(SELECTED EXCERPT)

But then there are the slick guys that have a method of speaking which is extremely engaging. And they want to talk about a God of love, a Jesus that was divine, and how we need to be real about our faith. What is wrong with that? It looks and sounds so right and good.

But what is this love of God? Is it the love that pours from Himself onto undeserving people that have faith in the work of Jesus on the cross? Or is love really the demand that God accepts everybody  regardless of what they do with Jesus?

Sure, Jesus is divine. But is Jesus the one who comes, pouring forth with love and grace upon the undeserving? Not accepting anything else but total trust and reliance upon Him? Then making disciples that follow His pattern no matter what the cost? Or his he either a faceless rule giver, or a image of one’s own political agenda? Does this Jesus want  us to do all for the glory of the Father, as he did? Or is this Jesus a really spiritualized means of attaining our own selfish ends?

Is real faith living in light of the gospel of God and therefore charging the gates of sin because our justification is secure? Or is it a moral code which we have to abide by or else we fall from good standings from God? Is the law of God a blessing to us as we live every command of our Lord? Or is it our own determined law by which we just chose which things we want to abide by?

These are just a few examples of the questions to ask. We must be willing to ask the hard questions about what someone is teaching. Half of the needed medicine will not heal. So to, half of the truth will not heal. And not giving half of the needed medicine will do nothing to stop the disease. So to, only being told half the truth will not give you enough to be right with God and walk according to his statues.

Thus, we must being willing to ask, in a loving non-deriding way,” is this person giving me all that I need?” And if they are not, then we must discard them as unreliable teachers at best and heretical teachers at worst.

Faith grounded in human wisdom can be dislodged by the next smooth-talking spiritual salesperson who comes along. Faith rooted in God’s power, exerted improbably through unpolished herlds, will stand fast. The basis of the preacher’s confidence lies not in his intelligence or eloquence but in the sovereign God who makes him sufficient for the task as a gift of sheer grace. 2 Cor 3:4-6.

–Dennis Johnson, Him We Proclaim, 91

I counsel you, my dear friends, when you have a choice of the ministry you shall attend, do not select a man merely for his learning, nor according to his standing in society, nor according to the excellence of his speech. Remember, all these may be but as sounding brass, and as a tinkling cymbal; they may just mean nothing, and less than nothing.

But, on the other hand, should the preacher be illiterate, if God’s Spirit evidently rests upon the man, and he speaks from his heart to your heart, and God has blessed his message to you, it will be better for you to frequent the humblest shed where God is present, than to worship in the most respectable edifice where you will have nothing but the words of man, without the living power of the living God.

(End SELECTED EXCERPT)
(DATA UNDER STUDY)

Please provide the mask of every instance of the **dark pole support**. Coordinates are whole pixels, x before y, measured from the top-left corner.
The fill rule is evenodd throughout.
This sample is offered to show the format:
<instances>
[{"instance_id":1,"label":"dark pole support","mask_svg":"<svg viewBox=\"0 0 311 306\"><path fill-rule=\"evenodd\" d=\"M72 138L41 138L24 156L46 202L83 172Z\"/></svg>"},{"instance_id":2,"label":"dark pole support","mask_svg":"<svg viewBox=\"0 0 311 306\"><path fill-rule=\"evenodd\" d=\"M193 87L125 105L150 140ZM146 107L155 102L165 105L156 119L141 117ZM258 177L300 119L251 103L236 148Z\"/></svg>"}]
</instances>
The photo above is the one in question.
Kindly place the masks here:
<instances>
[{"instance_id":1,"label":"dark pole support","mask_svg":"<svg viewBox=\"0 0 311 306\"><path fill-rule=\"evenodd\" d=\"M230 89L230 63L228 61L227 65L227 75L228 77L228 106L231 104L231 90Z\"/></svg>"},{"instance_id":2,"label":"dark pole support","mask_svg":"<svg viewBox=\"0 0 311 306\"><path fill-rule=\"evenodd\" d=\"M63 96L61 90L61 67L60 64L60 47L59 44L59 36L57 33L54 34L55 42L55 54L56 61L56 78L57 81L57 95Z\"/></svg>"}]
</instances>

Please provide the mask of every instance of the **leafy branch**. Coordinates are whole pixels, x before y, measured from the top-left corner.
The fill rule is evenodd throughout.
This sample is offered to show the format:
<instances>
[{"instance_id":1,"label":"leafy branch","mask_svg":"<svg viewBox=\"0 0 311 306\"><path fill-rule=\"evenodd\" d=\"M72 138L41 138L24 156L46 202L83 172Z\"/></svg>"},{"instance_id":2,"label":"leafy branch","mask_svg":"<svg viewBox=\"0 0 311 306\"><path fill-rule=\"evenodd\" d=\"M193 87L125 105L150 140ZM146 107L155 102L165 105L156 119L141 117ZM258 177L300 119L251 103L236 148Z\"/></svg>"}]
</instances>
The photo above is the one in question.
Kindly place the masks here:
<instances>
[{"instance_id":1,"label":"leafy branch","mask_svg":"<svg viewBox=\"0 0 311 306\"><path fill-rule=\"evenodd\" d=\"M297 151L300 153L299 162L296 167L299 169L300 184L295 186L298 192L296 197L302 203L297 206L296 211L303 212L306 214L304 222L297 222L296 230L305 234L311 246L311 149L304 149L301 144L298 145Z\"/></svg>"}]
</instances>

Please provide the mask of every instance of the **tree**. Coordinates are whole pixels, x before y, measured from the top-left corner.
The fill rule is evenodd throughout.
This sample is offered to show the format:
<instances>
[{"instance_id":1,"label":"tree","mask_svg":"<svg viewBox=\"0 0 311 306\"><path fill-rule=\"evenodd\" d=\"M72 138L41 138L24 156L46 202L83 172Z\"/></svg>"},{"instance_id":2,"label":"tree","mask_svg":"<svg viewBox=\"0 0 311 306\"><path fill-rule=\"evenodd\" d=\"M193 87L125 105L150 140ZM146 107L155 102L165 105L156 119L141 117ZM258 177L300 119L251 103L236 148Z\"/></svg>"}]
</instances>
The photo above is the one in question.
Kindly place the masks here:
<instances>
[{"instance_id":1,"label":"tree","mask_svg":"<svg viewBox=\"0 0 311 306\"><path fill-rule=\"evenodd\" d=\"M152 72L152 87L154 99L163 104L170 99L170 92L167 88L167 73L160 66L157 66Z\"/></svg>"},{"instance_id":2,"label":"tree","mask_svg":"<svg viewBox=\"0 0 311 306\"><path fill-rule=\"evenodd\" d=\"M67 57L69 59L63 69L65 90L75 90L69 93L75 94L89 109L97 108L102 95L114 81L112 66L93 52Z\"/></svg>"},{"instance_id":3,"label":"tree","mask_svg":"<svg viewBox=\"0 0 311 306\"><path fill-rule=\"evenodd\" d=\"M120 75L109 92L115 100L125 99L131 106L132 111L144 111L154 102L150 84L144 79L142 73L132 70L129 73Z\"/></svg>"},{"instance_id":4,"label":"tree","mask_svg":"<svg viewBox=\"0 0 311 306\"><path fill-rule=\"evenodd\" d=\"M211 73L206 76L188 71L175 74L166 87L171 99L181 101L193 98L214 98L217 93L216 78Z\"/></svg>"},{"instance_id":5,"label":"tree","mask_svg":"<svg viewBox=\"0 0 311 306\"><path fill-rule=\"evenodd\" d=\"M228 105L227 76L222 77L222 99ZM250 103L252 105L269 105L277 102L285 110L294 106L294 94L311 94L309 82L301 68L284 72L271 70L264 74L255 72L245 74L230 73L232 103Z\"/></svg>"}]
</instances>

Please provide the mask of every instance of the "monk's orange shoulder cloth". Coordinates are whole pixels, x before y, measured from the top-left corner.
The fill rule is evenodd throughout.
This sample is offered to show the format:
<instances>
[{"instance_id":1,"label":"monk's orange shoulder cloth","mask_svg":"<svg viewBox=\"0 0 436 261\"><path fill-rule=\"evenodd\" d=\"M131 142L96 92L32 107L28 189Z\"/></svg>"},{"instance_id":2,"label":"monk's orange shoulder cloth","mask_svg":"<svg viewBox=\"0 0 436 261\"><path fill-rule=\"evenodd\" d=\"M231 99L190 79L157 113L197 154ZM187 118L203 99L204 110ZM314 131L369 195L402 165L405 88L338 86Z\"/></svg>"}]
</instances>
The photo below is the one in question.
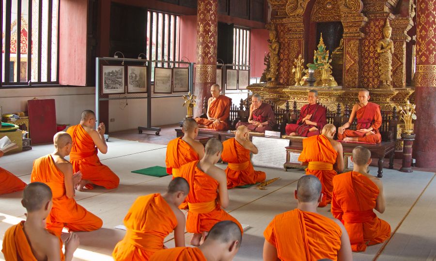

(End DATA UNDER STUDY)

§ **COMPLETE THE FOLLOWING**:
[1] Answer these questions about the passage on judging teachers.
(a) What Bible reference closes the statement about the basis of the preacher's confidence?
(b) Who is credited with that statement, and in what work?
(c) What does the passage say half of the needed medicine will not do?
[2] Rewrite the stretch of the passage on judging teachers from "I counsel you, my" through "less than nothing.", using "education" in place of "learning".
[3] The passage on judging teachers advises against choosing a minister merely on certain grounds. List all of them.
The records after the passage are separate material.

§ **RESPONSE LIST**:
[1]
(a) 2 Cor 3:4-6
(b) Dennis Johnson, in Him We Proclaim (page 91)
(c) It will not heal.

[2]
I counsel you, my dear friends, when you have a choice of the ministry you shall attend, do not select a man merely for his education, nor according to his standing in society, nor according to the excellence of his speech. Remember, all these may be but as sounding brass, and as a tinkling cymbal; they may just mean nothing, and less than nothing.

[3]
- his learning
- his standing in society
- the excellence of his speech